▸ **Bloc de texte**:
● ● ● ●

Le vent se lève, 21 Janvier 2020
L’Inde est secouée depuis le début du mois de décembre dernier par un mouvement de très grande ampleur contre deux projets de lois visant à exclure de la citoyenneté toute une série de minorités dont les musulmans (notamment les réfugiés Rohingya). Ces deux textes s’appellent Citizenship Amendment Act (CAA) et National Register of Citizens (NRC). Ils s’inscrivent dans la politique ethno-nationaliste Hindoue et néo-libérale du Bharatiya Janata Party (BJP) au pouvoir. Le mouvement s’est étendu à travers tout le pays jusqu’à se transformer en une grève générale avec 250 millions de personnes dans la rue et un fort degré d’antagonisme. Nous publions donc ce court texte du groupe City Notes Inquiry qui tente de condenser l’ampleur et la portée politique de ce mouvement.
Le processus continu de production de population-surplus dans le continent indien et l’armée croissante de chômeurs et de sous-employés se sont soustrait au commandement du capital.

● ● ● ●

▸ **Lignes de données**:
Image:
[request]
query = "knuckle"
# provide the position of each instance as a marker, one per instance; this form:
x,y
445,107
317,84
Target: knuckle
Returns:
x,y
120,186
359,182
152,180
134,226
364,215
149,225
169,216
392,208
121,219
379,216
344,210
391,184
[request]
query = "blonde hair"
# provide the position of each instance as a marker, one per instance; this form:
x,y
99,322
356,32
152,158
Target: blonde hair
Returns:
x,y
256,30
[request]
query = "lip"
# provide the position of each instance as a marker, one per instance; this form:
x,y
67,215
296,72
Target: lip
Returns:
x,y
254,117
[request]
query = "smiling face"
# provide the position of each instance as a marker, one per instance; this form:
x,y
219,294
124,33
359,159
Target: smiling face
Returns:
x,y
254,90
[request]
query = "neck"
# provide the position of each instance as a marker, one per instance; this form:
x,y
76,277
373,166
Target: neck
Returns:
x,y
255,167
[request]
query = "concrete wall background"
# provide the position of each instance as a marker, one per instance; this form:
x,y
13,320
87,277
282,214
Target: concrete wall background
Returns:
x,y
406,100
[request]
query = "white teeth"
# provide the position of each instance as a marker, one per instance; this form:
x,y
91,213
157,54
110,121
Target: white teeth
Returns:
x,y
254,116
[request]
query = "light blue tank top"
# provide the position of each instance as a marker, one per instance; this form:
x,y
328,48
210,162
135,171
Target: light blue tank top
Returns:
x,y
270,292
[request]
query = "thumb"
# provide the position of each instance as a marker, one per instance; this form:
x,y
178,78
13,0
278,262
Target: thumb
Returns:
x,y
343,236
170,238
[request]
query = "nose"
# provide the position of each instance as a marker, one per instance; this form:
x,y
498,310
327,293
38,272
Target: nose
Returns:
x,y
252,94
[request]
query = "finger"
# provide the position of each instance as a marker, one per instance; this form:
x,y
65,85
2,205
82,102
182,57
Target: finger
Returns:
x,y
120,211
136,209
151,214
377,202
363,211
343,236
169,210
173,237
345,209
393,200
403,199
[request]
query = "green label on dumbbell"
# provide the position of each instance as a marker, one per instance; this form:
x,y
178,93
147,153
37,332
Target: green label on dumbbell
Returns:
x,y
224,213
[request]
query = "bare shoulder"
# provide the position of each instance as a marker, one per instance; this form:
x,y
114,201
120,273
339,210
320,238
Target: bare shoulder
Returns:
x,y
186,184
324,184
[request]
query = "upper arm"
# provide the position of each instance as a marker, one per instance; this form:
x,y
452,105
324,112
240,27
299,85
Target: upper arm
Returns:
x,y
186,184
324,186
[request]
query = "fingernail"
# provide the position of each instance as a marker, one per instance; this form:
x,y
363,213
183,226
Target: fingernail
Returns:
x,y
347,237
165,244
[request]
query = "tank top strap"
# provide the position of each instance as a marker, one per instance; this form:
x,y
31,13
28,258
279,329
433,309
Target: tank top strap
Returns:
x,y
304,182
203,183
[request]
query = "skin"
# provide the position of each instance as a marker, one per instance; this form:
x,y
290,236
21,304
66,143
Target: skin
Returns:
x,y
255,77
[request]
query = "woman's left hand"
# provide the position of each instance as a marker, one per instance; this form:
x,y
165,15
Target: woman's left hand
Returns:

● ● ● ●

▸ **Consignes**:
(a) Répondez à ces questions sur le texte consacré au mouvement de contestation en Inde :
(i) Depuis quand l'Inde est-elle secouée par ce mouvement ?
(ii) Quel parti est au pouvoir ?
(iii) Combien de personnes étaient dans la rue lors de la grève générale ?
(b) Transcrivez le passage du texte sur le mouvement de contestation en Inde qui commence aux mots « Le vent se lève, 21 » et s'arrête après « de ce mouvement. ».
(c) Reprenez le texte sur le mouvement de contestation en Inde là où il s'arrête.
Les enregistrements proviennent d'une autre source.

▸ **Corrigés**:
(a)
(i) Depuis le début du mois de décembre dernier.
(ii) Le Bharatiya Janata Party (BJP).
(iii) 250 millions de personnes.

(b)
Le vent se lève, 21 Janvier 2020
L’Inde est secouée depuis le début du mois de décembre dernier par un mouvement de très grande ampleur contre deux projets de lois visant à exclure de la citoyenneté toute une série de minorités dont les musulmans (notamment les réfugiés Rohingya). Ces deux textes s’appellent Citizenship Amendment Act (CAA) et National Register of Citizens (NRC). Ils s’inscrivent dans la politique ethno-nationaliste Hindoue et néo-libérale du Bharatiya Janata Party (BJP) au pouvoir. Le mouvement s’est étendu à travers tout le pays jusqu’à se transformer en une grève générale avec 250 millions de personnes dans la rue et un fort degré d’antagonisme. Nous publions donc ce court texte du groupe City Notes Inquiry qui tente de condenser l’ampleur et la portée politique de ce mouvement.

(c)
La lutte contre le NRC-CAA se répand à Delhi comme dans les autres villes. De Jamia, Shaheen Bagh et New Friends Colony à Seelampur et Jafrabad [1], elle se développe de manière connue et inconnue. Les différentes formes de protestations et de luttes, largement répandues, ont trouvé un nouveau fondement dans l’agitation anti-CAA. Des estrades et podiums érigés qui servent de terrain d’élection facile pour les politiciens de l’opposition, pour les voix des militants, des personnes solidaires, etc., jusqu’aux zones occupées qui voient les feux allumés toute la nuit par les femmes, les enfants et les jeunes des zones urbaines déjà ghettoïsées ; les étincelles de ces luttes se transforment en une révolte des précaires qui brûle vif.
La lutte pour la liberté qui a commencé au Cachemire se signale maintenant par différentes formes de protestations et de luttes dans tout le continent indien.
Avec l’abrogation de l’article 370 au Cachemire, l’introduction du NRC en Assam et la menace du CAA (et du NRC imminent) dans le reste du pays, cela indique très clairement une sorte de gestion de crise qui est à l’œuvre.
La guerre civile actuelle – son intensification vue dans le continent indien aujourd’hui après le Cachemire, l’Assam et le reste du Nord-Est sous ses formes idéologiques respectives : du nationalisme ultra à un plus progressiste (pour éviter la guerre de classes) – est continuellement régulée et mystifiée en la transformant en une guerre barbare des identités.
Dans son opération impérialiste éhontée, il est nécessaire que l’État-nation bouleverse ses mécanismes de régulation et de contrôle par la production continue de l’« étranger » pour contrôler les masses.
Toute forme générée par cette régulation/mystification ne fera qu’alimenter le contenu impérialiste de l’Etat-nation et rendre cette guerre barbare des identités plus barbare encore.
Contre ces impérialistes, il y a ce slogan : « Transformez la guerre civile moléculaire en guerre de classe ! ».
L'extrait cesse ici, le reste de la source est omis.